» **Referring expression pointing data**
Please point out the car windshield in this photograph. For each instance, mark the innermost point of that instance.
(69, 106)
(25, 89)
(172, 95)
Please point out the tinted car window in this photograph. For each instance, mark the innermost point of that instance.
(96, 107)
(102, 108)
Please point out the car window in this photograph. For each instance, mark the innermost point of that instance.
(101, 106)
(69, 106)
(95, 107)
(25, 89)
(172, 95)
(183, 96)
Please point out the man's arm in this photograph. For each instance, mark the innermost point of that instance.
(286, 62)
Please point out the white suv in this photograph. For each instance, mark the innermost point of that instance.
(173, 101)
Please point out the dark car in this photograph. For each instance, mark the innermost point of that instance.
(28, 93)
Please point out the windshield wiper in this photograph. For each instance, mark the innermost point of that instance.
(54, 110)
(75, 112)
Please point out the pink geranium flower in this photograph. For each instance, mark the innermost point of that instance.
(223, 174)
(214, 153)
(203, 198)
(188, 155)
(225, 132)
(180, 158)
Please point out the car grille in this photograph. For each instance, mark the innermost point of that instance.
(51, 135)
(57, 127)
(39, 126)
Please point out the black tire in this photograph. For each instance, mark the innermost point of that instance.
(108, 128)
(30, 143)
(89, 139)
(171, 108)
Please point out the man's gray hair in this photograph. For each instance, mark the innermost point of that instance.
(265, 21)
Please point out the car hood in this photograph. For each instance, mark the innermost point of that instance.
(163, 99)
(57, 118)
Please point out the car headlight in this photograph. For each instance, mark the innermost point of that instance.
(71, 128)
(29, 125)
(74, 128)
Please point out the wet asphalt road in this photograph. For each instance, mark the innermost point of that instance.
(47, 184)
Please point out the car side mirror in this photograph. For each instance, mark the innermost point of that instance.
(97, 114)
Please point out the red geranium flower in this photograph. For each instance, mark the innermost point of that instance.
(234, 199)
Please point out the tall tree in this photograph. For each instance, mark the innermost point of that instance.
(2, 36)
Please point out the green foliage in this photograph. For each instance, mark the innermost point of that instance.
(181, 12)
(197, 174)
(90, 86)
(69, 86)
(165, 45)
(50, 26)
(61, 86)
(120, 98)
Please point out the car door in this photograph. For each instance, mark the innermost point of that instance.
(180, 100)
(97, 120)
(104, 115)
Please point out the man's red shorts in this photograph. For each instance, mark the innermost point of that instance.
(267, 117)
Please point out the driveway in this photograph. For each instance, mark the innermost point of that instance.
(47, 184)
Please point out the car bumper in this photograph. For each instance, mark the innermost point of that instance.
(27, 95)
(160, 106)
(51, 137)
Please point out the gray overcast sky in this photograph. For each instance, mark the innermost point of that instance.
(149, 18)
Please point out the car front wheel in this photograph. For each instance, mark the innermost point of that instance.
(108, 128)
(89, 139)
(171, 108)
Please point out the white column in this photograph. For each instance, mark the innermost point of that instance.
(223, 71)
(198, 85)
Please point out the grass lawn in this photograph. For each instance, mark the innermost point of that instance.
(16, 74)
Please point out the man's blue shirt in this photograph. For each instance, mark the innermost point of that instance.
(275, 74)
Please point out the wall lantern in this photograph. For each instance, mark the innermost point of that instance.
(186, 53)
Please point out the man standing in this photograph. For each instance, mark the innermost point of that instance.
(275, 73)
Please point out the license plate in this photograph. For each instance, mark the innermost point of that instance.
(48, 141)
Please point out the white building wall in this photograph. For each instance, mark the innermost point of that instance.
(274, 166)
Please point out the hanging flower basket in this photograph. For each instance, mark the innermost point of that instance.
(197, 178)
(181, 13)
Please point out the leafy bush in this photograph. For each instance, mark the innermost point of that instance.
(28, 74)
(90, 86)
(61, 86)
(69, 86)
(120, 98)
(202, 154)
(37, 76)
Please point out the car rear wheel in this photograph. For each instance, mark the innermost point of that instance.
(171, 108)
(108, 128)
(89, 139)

» **Requirement**
Take the line that contains "Please point out the wall" and each line after it down to the last of the records, and retype them exactly; add nothing else.

» **Answer for the task**
Please point out the wall lantern in this photograph. For each instance, mark the innermost point of that instance.
(186, 53)
Please point out the man standing in this photograph. For each instance, mark the innermost point of that instance.
(275, 73)
Please point out the license plate in this photograph. For each instance, mark the innermost point of that instance.
(48, 141)
Please point out the white building wall in this photograph. For each instance, mark the innermost point of that instance.
(274, 166)
Please point out the hanging flower basket in this photograph. For each instance, mark the innermost point of that instance.
(197, 178)
(181, 13)
Please point out the leafy bush in this photograph. For each instance, mark the innermost point of that instance.
(28, 74)
(90, 86)
(61, 86)
(69, 86)
(120, 98)
(202, 154)
(37, 76)
Please point out the car rear wheel in this photograph. For each instance, mark the innermost point of that instance.
(171, 108)
(108, 128)
(89, 139)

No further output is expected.